Work required:
From the earthquake rescue passage below, extract everything from "Some 774 buildings" down to "Rodriguez said Sunday." without changing a word.

Given passage:
-- -- --

Rescue teams from the United States, Mexico and elsewhere scrambled to save people as desperate residents dug by hand for relatives trapped in the pancaked layers and rubble of collapsed apartments.
Some 774 buildings were badly damaged in back-to-back quakes of magnitude 7.2 and 7.5 that struck on Wednesday evening, including 189 buildings that have totally collapsed, National Assembly President Jorge Rodriguez said Sunday.
In one of the worst-hit areas, the coastal city of La Guaira, Hector Aguilera came to search for four family members buried in the rubble.
"We don't have the support to get our family out -- we can't do it alone. They are buried there: we know they are dead, but here we are," he said.
"We have no hope left; all I have are memories."
Experts say the first 72 hours after natural disasters define the narrow window for rescuing the living. After that the search usually becomes one of recovering bodies.
In the San Bernardino neighborhood of Caracas, volunteers clambered over a collapsed building, using drills to break up concrete and forming lines to remove rubble by hand.

-- -- --

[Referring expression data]

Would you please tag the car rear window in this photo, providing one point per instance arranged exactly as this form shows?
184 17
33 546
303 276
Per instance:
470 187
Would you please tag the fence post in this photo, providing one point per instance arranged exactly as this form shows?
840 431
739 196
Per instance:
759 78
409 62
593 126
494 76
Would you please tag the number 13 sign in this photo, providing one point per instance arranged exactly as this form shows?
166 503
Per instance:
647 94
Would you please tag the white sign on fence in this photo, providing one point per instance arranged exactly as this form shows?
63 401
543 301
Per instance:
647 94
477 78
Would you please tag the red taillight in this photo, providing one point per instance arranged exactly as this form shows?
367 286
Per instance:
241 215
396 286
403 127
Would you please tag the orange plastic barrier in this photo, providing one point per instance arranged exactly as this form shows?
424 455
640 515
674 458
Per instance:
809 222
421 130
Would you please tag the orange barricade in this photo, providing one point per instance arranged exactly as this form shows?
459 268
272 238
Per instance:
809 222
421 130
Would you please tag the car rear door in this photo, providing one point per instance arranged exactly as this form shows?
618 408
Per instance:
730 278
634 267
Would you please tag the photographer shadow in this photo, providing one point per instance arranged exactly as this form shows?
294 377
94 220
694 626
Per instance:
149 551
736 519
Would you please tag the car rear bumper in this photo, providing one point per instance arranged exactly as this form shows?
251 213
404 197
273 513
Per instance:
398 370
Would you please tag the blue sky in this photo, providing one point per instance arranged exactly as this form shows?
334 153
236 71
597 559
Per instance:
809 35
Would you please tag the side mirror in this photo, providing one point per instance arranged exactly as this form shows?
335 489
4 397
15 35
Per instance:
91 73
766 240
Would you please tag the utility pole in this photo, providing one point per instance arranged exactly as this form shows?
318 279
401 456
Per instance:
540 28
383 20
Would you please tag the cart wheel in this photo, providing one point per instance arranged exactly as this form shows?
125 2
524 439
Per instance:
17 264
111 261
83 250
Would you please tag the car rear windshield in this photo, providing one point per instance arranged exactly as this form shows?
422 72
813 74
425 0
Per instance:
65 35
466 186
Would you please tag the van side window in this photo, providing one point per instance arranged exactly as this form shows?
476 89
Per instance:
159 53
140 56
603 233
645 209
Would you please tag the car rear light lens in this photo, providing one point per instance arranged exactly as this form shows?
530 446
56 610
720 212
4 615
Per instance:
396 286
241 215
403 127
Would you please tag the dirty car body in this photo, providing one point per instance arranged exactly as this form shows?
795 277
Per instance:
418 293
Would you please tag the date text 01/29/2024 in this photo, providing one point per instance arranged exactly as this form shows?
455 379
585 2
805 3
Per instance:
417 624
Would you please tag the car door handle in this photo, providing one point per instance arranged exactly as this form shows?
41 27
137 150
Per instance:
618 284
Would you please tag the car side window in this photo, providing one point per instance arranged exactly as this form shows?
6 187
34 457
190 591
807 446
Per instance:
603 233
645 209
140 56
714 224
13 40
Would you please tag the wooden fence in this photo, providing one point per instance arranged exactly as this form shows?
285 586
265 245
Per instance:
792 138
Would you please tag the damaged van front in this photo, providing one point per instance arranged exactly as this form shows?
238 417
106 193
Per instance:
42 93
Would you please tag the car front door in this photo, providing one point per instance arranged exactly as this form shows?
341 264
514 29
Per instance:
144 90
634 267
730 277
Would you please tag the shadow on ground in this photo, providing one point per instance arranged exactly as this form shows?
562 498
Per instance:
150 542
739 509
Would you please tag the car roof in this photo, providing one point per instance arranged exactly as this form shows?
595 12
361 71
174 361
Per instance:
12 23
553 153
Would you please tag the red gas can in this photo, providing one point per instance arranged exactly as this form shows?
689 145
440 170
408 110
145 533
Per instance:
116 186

-- -- --

Solution to this task:
Some 774 buildings were badly damaged in back-to-back quakes of magnitude 7.2 and 7.5 that struck on Wednesday evening, including 189 buildings that have totally collapsed, National Assembly President Jorge Rodriguez said Sunday.